**本文**
___

3D Spline Road
3Dスプライン路面を使用すると、サーキットや駐車スペースなど、各種の滑らかな3次元路面を定義できます。タイヤの曲率よりも小さい曲率の路面が存在すれば、それは滑らかな路面として定義されます。
また、3Dスプライン路面では、滑らかな路面上に配置した3次元の路面障害物をモデル化できます。センターライン、幅、バンク角、路面左右の摩擦レベルで路面が定義されます。
路面のセンターラインの座標は、3次元空間に任意の線を作成することで指定できます。路面の断面は平坦であることが前提となっており、その断面で路面の幅とバンク角をデータポイントごとに指定できます。また、路面の左側と右側の摩擦レベルを指定できます。
3Dスプライン路面障害物のタイプ
- POTHOLE
- RAMP
- PLANK
- ROOF
- SINE
- SWEEP
障害物の設置
障害物は“移動距離”の手法に基づいています。各障害物のSTARTキーワードは、テーブルでこのキーワードが指定されている場所のスプラインの座標を基準として、障害物の相対的な開始距離を示します。したがって、0を指定した場合は、障害物が直ちに現れることを意味します。添付されている3Dスプライン路面サンプルでは、OBSTACLE1のSTART値が0であるため、x,y = 5,0で障害物が現れ始めます。キーワード
- 全体キーワード
- すべての障害物に必要なキーワードは次のとおりです:
キーワード 説明 START 障害物の開始位置。 - '0.0 0.0 0.0'
- 局所座標系。

___

**元データ**
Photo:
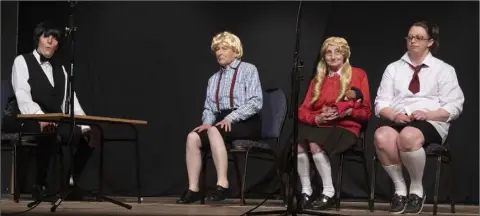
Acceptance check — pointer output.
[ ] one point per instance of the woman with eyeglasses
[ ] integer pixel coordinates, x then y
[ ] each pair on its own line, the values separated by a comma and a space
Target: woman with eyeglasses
335, 107
418, 97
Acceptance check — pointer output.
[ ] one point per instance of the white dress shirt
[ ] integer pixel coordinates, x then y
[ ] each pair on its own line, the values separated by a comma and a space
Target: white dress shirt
439, 88
22, 92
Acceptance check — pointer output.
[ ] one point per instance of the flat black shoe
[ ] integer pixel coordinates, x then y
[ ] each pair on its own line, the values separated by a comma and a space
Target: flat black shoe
304, 201
75, 193
39, 191
219, 194
398, 204
415, 204
189, 197
323, 202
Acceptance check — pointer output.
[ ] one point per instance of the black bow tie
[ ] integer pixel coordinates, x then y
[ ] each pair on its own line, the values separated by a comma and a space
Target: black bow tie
44, 59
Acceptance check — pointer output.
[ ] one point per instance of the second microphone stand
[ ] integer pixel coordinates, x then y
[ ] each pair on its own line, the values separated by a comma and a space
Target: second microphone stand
296, 77
70, 109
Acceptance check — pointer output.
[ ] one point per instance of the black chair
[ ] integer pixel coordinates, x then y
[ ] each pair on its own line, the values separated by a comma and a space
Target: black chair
356, 153
273, 117
433, 150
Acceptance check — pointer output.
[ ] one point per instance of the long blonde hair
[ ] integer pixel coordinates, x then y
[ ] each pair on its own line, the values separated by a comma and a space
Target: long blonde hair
345, 74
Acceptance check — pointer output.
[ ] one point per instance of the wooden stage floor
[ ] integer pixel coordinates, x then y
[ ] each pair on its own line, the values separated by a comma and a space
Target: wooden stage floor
167, 206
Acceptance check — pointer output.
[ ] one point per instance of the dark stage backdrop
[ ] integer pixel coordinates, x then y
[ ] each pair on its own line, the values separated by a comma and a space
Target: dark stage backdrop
151, 61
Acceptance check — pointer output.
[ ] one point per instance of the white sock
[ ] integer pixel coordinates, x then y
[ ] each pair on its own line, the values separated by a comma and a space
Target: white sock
322, 162
395, 173
303, 167
415, 163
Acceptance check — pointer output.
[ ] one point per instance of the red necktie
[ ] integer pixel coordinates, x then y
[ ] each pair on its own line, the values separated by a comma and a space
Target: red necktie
414, 86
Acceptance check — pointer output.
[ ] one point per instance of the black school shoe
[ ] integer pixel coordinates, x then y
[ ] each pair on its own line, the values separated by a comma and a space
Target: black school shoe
398, 204
189, 197
304, 201
219, 194
415, 204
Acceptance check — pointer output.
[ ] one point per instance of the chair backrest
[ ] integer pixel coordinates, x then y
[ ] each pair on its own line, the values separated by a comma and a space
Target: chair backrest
7, 92
273, 113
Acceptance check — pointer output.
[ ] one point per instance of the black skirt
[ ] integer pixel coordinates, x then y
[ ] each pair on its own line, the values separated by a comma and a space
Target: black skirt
249, 129
333, 140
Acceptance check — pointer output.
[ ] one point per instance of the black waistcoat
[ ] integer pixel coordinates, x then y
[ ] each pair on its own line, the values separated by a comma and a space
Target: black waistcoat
49, 98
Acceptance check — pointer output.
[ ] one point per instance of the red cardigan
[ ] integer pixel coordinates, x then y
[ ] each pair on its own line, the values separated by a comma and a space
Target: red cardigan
361, 111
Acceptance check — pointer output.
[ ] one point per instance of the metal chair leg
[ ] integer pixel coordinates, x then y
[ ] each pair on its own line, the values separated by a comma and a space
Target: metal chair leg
339, 182
371, 201
452, 197
437, 184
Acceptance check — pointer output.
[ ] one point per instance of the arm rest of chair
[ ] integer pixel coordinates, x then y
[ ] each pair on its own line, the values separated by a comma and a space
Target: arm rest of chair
245, 144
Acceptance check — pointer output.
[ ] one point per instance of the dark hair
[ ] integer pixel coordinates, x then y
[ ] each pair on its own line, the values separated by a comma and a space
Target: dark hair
46, 29
433, 32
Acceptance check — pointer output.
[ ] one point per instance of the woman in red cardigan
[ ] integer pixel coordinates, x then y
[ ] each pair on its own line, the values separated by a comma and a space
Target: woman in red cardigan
331, 116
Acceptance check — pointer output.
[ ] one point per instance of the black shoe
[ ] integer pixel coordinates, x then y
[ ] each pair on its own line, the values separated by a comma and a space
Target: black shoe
39, 191
304, 201
75, 193
398, 204
219, 194
323, 202
415, 204
189, 197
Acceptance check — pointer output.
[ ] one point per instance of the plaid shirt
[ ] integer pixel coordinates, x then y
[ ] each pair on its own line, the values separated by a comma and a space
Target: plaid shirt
247, 93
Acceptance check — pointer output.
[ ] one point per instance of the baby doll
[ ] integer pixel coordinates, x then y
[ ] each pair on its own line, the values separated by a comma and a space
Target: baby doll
353, 98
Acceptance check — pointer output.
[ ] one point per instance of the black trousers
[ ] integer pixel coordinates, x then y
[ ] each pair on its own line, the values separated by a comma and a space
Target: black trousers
250, 128
48, 145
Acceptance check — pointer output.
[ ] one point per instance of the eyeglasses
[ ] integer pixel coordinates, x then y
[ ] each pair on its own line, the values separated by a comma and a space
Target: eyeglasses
336, 54
417, 38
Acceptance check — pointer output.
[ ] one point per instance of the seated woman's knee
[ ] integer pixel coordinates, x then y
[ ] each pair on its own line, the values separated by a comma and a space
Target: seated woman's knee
385, 137
212, 130
315, 148
193, 140
410, 139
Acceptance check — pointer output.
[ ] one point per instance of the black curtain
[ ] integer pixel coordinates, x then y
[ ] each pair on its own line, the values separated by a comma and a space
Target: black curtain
151, 61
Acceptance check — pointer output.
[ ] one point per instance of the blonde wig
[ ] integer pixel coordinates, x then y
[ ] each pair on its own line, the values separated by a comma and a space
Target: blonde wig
322, 69
230, 40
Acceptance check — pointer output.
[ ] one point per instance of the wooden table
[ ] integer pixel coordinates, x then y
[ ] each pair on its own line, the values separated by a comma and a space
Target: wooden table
95, 121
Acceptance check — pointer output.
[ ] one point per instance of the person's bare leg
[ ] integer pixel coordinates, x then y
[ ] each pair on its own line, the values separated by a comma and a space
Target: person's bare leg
322, 162
303, 169
219, 155
194, 160
413, 156
386, 145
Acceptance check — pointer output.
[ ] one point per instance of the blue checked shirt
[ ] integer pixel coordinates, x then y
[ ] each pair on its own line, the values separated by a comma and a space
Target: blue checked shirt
247, 94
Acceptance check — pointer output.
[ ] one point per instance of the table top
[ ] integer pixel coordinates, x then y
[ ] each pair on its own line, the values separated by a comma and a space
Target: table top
80, 119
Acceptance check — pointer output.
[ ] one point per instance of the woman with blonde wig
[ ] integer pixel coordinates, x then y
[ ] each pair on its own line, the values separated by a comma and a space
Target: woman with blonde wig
231, 111
331, 116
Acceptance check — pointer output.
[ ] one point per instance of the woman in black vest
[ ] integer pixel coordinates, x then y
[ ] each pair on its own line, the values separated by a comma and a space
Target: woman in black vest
39, 82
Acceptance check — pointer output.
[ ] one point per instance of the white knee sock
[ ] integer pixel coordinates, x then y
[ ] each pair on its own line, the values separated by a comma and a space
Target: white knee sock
303, 166
395, 173
415, 163
322, 162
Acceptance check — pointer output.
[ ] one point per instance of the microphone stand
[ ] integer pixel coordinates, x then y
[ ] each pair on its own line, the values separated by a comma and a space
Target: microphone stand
70, 109
296, 77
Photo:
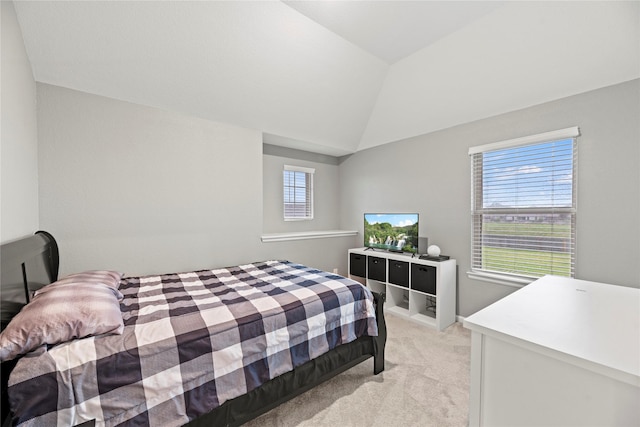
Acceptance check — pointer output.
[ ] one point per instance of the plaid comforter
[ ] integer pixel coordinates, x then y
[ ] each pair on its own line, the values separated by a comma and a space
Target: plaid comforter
191, 342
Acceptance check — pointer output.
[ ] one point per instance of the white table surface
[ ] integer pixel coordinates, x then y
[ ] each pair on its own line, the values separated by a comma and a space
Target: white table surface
596, 325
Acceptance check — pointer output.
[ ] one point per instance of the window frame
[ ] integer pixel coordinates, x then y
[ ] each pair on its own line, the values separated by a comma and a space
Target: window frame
477, 267
308, 203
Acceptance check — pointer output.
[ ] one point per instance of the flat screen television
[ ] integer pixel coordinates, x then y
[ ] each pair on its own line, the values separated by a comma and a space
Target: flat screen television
396, 232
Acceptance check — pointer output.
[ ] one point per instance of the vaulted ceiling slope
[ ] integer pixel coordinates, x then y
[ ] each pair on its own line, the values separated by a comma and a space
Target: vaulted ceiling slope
333, 77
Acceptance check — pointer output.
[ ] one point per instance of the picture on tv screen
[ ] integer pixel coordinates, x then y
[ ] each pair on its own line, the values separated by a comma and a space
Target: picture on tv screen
391, 231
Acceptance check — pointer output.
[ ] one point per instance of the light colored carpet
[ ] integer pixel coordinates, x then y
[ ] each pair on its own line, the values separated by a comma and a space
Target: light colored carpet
425, 383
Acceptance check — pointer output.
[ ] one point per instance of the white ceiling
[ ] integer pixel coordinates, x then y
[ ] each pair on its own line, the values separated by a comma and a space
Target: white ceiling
333, 77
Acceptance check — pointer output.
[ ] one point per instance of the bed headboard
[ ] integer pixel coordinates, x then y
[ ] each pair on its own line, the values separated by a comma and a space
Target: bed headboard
26, 265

___

**出題**
[1] 3Dスプライン路面についての本文から、次の問いに答えてください。
(a) 路面は何によって定義されますか？
(b) 路面の断面はどのような形であることが前提になっていますか？
(c) 添付の3Dスプライン路面サンプルで、OBSTACLE1のSTART値はいくつですか？
[2] 3Dスプライン路面についての本文のうち、「3D Spline Road」から始まり「の摩擦レベルを指定できます。」までの部分を、一字一句違えずに書き写してください。

**解答**
[1]
(a) センターライン、幅、バンク角、路面左右の摩擦レベル
(b) 平坦
(c) 0

[2]
3D Spline Road
3Dスプライン路面を使用すると、サーキットや駐車スペースなど、各種の滑らかな3次元路面を定義できます。タイヤの曲率よりも小さい曲率の路面が存在すれば、それは滑らかな路面として定義されます。
また、3Dスプライン路面では、滑らかな路面上に配置した3次元の路面障害物をモデル化できます。センターライン、幅、バンク角、路面左右の摩擦レベルで路面が定義されます。
路面のセンターラインの座標は、3次元空間に任意の線を作成することで指定できます。路面の断面は平坦であることが前提となっており、その断面で路面の幅とバンク角をデータポイントごとに指定できます。また、路面の左側と右側の摩擦レベルを指定できます。